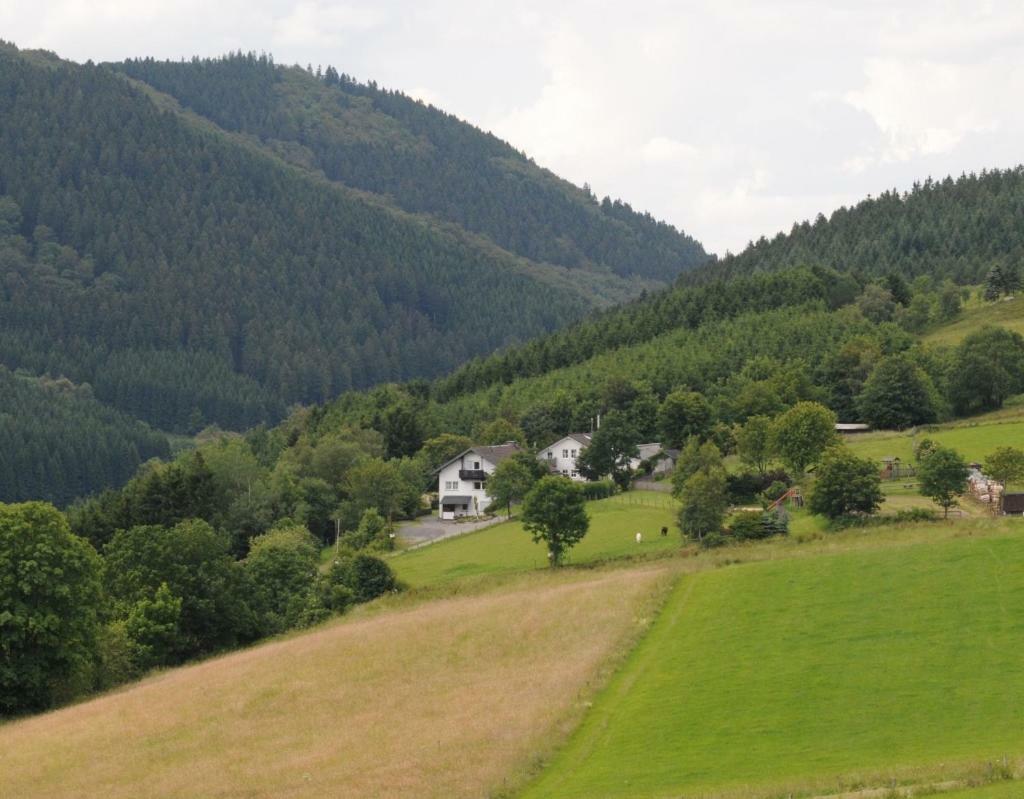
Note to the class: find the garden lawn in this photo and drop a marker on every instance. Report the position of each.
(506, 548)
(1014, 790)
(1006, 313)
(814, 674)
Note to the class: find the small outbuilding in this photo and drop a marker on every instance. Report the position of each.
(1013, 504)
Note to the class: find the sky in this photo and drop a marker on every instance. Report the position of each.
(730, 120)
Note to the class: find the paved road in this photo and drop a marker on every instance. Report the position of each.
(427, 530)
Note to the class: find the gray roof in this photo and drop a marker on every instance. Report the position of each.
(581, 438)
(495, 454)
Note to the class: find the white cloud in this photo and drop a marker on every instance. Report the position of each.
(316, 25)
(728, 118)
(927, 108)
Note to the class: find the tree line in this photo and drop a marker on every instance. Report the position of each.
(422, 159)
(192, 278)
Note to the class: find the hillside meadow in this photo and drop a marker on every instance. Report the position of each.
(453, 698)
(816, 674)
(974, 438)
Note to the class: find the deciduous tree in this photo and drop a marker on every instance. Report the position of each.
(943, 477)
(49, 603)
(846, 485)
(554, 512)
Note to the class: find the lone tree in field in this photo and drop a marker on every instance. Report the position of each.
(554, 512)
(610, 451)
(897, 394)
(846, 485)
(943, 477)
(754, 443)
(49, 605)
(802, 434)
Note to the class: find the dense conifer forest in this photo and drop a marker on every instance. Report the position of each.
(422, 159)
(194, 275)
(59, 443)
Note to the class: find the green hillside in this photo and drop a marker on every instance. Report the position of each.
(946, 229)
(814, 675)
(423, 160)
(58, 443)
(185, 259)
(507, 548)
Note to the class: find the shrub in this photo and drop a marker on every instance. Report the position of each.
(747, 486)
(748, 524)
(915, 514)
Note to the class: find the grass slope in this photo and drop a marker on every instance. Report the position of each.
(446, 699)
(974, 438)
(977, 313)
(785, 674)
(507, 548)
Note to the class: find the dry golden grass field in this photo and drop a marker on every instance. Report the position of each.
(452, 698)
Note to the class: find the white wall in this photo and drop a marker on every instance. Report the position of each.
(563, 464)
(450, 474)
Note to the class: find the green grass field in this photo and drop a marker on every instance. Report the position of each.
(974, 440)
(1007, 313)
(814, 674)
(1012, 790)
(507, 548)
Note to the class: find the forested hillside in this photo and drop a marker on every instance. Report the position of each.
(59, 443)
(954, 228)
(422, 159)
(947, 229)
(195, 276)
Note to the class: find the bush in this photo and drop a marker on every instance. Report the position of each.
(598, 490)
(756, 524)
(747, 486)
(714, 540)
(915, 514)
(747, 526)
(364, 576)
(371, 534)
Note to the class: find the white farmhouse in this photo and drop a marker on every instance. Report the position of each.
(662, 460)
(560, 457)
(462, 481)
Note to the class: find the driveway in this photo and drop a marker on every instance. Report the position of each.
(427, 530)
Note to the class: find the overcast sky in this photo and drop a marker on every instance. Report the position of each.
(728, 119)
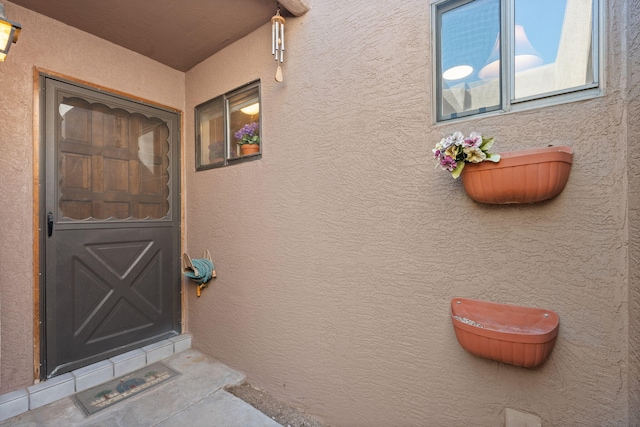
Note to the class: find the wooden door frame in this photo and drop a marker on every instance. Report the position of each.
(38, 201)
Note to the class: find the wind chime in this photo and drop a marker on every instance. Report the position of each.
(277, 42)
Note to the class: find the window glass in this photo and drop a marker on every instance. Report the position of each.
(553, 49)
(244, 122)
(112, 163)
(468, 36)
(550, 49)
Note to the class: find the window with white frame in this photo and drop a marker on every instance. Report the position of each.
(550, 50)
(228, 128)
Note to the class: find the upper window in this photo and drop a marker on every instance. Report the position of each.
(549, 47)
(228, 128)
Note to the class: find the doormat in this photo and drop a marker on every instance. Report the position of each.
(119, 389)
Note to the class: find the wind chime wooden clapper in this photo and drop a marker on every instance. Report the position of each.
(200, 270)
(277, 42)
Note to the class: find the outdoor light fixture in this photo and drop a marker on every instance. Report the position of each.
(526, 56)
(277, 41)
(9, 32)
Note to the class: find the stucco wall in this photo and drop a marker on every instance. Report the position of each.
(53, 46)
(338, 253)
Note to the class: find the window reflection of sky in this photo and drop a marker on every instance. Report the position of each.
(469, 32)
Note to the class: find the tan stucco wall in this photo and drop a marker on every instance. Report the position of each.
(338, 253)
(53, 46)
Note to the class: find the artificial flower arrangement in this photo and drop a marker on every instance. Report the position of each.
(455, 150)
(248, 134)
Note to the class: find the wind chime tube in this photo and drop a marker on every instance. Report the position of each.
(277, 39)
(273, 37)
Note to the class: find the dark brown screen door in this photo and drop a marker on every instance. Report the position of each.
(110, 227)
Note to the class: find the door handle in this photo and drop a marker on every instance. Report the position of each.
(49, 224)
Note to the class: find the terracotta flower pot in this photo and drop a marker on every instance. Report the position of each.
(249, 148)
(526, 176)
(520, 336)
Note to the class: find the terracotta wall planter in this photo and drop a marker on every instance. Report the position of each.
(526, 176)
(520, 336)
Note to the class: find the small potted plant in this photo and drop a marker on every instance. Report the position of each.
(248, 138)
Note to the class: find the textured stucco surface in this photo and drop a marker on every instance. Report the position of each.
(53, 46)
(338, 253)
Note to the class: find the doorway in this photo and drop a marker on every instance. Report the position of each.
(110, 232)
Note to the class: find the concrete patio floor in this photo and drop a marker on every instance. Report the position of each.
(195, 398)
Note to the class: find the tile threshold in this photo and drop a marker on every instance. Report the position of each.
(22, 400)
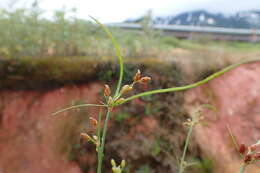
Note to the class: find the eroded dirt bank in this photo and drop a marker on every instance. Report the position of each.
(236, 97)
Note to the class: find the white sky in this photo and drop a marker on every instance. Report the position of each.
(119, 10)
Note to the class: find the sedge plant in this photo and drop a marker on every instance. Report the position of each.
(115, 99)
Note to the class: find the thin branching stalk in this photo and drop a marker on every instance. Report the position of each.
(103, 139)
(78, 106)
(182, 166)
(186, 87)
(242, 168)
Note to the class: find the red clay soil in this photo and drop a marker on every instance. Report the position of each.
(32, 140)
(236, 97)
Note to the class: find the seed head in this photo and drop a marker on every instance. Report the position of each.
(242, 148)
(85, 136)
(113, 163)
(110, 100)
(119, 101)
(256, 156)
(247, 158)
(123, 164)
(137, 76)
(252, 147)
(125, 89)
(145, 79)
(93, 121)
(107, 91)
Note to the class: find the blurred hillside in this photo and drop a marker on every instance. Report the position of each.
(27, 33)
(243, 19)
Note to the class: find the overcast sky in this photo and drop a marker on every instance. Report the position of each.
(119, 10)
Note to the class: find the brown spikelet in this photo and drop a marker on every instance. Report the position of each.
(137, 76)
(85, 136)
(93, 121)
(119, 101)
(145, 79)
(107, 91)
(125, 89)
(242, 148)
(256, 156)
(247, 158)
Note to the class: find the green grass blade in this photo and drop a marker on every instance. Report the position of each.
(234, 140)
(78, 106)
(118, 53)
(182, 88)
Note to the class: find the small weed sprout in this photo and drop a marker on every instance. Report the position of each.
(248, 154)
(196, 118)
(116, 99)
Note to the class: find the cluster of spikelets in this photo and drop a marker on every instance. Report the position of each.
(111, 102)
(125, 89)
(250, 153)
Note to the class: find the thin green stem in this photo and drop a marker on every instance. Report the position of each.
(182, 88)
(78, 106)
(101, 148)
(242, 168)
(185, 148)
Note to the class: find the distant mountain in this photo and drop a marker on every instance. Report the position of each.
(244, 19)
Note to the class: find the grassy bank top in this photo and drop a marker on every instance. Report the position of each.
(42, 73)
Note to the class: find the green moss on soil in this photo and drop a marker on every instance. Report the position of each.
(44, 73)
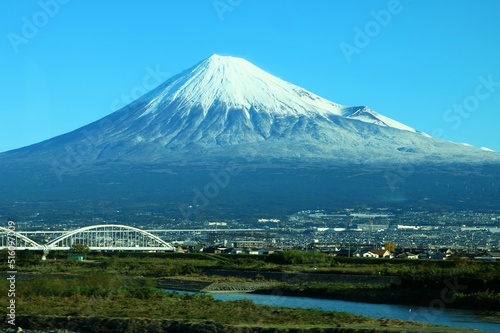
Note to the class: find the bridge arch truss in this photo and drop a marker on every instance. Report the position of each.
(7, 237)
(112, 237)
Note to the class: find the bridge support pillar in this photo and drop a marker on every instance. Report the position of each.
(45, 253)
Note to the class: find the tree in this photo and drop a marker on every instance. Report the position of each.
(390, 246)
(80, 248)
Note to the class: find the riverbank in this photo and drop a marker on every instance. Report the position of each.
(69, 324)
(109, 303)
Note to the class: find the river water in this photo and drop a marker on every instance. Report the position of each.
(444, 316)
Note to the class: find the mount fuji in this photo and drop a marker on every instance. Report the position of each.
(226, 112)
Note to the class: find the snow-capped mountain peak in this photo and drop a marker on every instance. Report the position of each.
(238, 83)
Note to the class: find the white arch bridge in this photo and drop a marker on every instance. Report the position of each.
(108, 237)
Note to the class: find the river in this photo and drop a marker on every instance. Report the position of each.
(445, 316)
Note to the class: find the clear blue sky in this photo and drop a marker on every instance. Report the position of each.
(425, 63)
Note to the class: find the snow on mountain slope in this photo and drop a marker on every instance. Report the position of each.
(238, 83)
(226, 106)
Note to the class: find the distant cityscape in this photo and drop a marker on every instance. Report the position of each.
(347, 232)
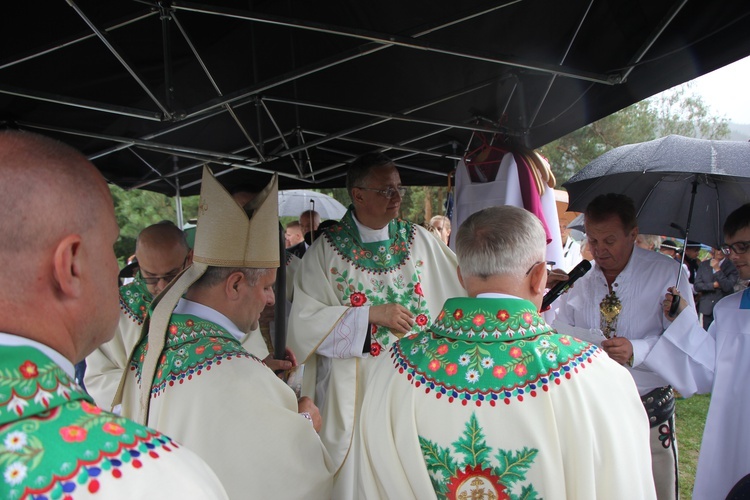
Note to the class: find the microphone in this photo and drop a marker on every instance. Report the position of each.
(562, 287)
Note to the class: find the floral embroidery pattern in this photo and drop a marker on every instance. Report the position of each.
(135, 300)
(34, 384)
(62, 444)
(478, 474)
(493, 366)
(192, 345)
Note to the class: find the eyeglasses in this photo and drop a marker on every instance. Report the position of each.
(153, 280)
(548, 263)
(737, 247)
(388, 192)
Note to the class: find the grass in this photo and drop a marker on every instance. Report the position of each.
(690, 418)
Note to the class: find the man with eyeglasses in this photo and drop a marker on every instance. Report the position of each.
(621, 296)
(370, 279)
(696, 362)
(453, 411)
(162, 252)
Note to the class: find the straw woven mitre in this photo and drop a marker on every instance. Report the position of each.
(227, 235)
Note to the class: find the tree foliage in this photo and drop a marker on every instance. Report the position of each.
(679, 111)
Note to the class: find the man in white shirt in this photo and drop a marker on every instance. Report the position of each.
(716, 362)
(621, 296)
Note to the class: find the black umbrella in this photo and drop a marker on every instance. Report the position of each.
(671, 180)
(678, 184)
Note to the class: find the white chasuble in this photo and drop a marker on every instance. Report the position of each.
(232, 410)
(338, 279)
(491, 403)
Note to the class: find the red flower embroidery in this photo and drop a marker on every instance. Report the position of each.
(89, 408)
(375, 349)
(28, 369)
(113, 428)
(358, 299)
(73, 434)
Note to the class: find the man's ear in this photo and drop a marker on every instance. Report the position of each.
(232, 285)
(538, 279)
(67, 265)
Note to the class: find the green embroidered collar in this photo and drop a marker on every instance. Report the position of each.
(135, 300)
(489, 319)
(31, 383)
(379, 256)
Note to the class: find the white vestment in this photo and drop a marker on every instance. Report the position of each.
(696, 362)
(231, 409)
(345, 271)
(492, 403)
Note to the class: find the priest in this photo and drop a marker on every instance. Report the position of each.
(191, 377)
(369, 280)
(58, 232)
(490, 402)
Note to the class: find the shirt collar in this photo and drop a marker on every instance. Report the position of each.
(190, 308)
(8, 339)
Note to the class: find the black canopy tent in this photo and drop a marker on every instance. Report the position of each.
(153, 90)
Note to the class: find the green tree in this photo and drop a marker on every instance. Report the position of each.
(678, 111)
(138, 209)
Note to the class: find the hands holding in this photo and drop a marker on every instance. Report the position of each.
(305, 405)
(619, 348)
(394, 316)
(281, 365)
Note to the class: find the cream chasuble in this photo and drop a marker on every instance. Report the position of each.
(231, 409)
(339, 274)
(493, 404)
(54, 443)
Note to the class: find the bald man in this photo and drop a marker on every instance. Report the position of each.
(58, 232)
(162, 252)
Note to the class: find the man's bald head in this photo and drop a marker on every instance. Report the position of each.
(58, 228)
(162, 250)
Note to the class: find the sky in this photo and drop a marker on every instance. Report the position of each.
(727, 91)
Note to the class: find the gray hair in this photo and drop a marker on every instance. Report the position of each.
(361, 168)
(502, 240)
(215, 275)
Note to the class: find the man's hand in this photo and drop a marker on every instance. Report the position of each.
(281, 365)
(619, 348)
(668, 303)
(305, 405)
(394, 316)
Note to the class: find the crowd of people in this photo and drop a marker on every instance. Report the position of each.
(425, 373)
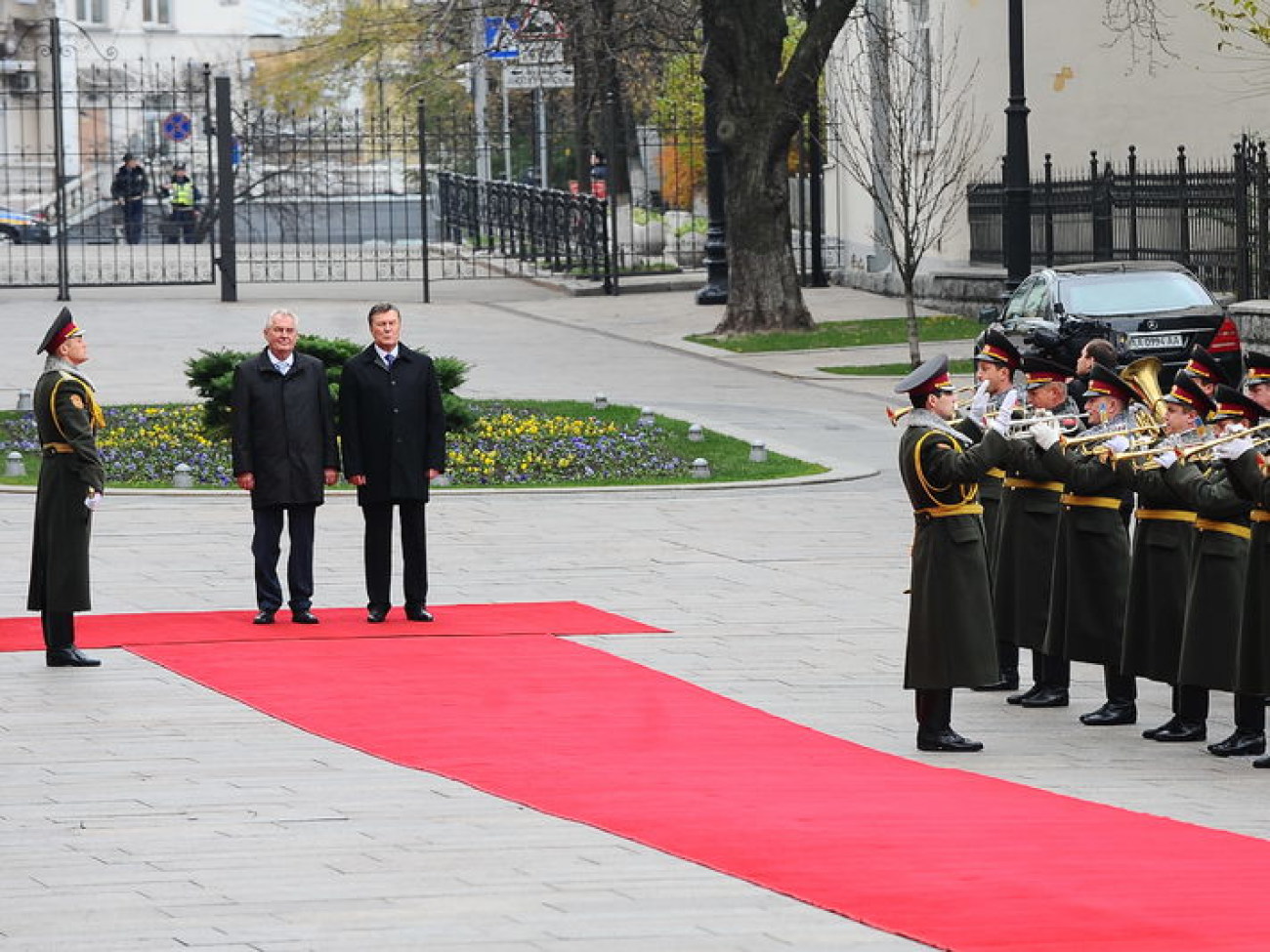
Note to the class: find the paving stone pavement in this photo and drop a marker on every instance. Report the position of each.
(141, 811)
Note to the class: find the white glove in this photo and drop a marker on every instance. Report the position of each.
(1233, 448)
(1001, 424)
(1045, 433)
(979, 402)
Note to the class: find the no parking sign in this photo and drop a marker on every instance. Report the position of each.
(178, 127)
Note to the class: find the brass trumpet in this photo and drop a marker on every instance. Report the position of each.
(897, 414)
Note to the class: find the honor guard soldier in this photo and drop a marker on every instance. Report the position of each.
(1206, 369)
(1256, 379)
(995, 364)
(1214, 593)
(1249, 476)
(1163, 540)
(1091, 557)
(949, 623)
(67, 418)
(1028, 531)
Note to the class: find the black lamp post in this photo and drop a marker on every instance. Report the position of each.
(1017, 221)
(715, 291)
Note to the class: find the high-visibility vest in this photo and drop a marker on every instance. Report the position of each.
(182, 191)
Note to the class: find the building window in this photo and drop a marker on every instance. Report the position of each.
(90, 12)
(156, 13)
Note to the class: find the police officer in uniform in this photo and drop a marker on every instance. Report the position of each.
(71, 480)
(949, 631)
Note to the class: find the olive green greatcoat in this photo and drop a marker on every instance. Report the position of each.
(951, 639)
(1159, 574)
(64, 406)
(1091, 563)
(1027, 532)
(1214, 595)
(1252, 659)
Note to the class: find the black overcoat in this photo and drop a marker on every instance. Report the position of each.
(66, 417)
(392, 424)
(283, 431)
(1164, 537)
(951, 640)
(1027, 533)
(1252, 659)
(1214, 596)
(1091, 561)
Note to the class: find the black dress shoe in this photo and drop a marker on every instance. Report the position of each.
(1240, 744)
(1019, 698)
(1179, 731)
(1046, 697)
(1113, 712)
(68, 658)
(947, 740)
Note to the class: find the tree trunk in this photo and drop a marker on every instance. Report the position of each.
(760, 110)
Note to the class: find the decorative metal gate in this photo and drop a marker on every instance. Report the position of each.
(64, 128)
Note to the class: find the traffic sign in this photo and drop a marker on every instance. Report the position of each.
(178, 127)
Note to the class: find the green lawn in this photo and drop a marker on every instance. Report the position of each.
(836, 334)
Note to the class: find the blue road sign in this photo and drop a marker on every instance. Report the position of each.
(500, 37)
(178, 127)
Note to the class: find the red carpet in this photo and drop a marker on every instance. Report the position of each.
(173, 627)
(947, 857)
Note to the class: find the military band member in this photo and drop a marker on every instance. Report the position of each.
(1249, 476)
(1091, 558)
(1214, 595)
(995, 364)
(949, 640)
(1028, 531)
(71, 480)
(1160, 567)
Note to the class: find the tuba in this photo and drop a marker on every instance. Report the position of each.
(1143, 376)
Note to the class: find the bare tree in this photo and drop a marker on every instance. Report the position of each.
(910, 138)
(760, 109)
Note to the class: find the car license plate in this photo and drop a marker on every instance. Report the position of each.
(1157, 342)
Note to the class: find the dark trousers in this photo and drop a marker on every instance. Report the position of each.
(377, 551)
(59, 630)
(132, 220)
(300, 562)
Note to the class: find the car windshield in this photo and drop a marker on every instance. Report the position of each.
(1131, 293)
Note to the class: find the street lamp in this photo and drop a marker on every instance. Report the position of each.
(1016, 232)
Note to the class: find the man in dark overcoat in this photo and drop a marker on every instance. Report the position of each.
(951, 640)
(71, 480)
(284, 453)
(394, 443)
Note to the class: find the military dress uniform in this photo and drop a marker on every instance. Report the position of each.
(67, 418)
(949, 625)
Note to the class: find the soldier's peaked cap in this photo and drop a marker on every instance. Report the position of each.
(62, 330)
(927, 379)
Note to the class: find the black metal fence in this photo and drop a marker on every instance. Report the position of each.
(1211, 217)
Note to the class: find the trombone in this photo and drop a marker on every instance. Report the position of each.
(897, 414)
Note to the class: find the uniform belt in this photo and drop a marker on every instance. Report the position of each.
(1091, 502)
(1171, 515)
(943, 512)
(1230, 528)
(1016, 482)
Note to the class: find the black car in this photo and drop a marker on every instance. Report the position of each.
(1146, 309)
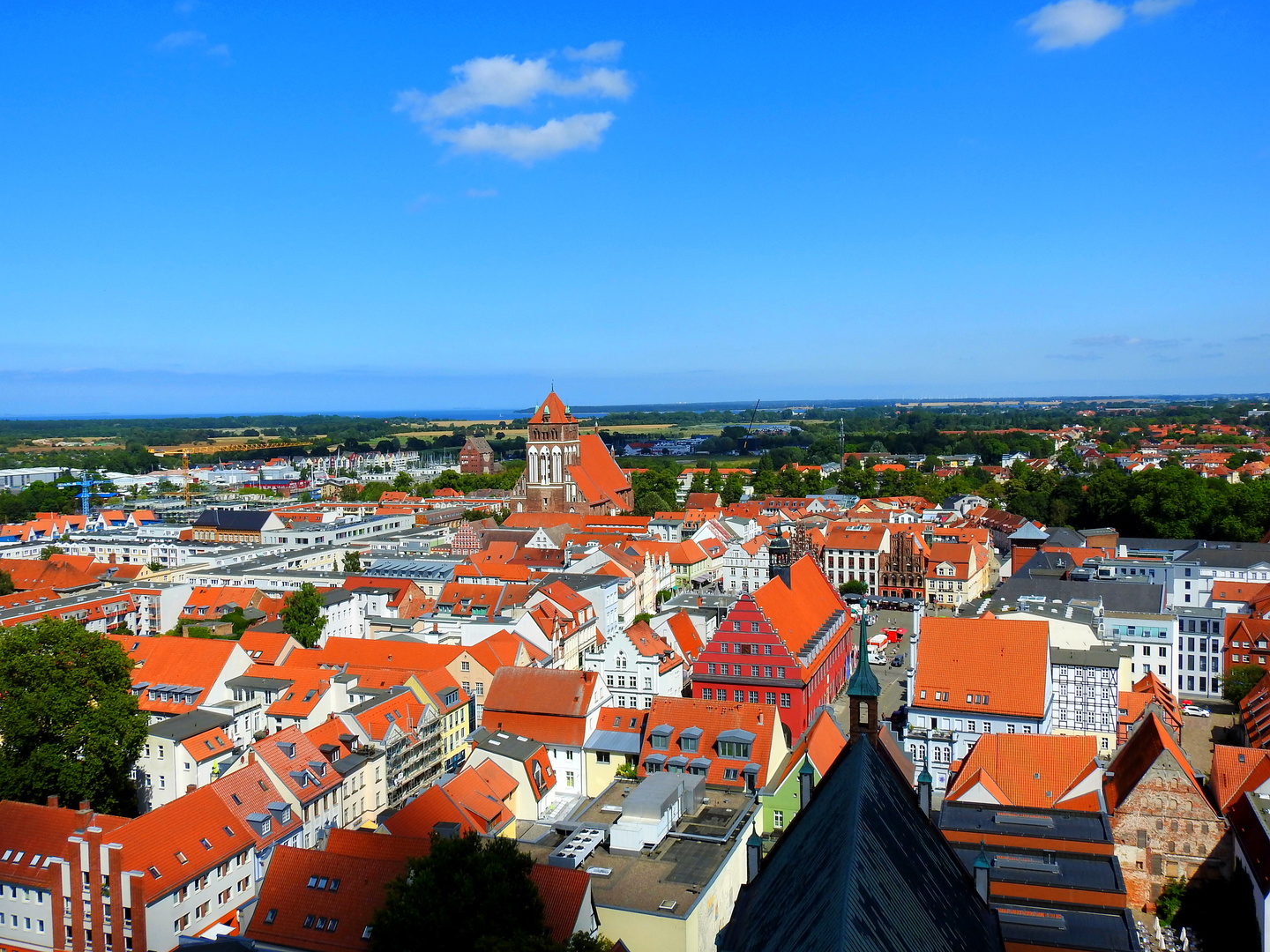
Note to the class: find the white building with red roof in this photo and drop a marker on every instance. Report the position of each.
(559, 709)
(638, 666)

####################

Required work
Set down, unchanged, the part of the data that opens with the line containing "Note to the class: find the olive" and closes with the line containing "(1091, 561)", both lines included.

Reply to the exercise
Note to the class: find the olive green greatcoat in this photo and drop a marker on every instance. Report the position of each.
(951, 639)
(1159, 574)
(64, 406)
(1091, 563)
(1027, 532)
(1214, 595)
(1252, 659)
Note to the class: find the black overcoat in this photo and drop a marker on every instance. Report the position of each.
(66, 417)
(392, 424)
(283, 431)
(1164, 537)
(951, 640)
(1027, 533)
(1252, 659)
(1214, 596)
(1091, 561)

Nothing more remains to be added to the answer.